GIVEN TASK
Count the lines in the rows below that contain the word "antenna". Reply with the number alone.

[Region labeling entries]
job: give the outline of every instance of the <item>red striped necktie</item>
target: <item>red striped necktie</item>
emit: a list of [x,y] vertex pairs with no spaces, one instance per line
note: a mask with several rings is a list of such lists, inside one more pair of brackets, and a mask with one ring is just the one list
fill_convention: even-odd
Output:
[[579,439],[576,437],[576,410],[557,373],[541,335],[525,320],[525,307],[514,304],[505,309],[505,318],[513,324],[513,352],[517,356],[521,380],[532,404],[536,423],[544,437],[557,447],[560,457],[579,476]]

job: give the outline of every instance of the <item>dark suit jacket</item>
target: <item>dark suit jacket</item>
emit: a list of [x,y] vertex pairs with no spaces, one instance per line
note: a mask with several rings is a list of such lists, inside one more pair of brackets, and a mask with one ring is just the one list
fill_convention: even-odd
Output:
* * *
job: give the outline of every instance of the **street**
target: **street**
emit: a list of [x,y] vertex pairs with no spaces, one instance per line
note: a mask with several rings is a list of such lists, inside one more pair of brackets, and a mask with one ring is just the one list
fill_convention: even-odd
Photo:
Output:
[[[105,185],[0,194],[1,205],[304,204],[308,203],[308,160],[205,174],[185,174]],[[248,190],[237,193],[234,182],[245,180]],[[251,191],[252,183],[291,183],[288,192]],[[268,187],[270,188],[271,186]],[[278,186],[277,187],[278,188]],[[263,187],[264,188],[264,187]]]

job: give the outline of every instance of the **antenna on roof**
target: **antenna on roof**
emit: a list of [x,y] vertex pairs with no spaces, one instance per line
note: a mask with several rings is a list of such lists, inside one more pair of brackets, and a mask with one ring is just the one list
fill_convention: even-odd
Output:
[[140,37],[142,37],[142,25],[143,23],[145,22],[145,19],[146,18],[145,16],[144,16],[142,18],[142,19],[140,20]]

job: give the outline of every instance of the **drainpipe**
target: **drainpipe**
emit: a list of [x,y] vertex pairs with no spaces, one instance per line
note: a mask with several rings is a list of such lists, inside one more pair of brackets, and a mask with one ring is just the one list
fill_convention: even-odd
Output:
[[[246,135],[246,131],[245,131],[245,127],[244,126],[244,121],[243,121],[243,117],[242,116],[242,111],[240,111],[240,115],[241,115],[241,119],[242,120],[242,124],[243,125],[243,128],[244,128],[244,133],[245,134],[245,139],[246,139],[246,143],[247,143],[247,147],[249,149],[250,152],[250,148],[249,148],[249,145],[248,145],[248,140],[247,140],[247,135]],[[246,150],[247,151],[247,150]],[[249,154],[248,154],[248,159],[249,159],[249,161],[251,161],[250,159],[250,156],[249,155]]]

ANSWER IN FULL
2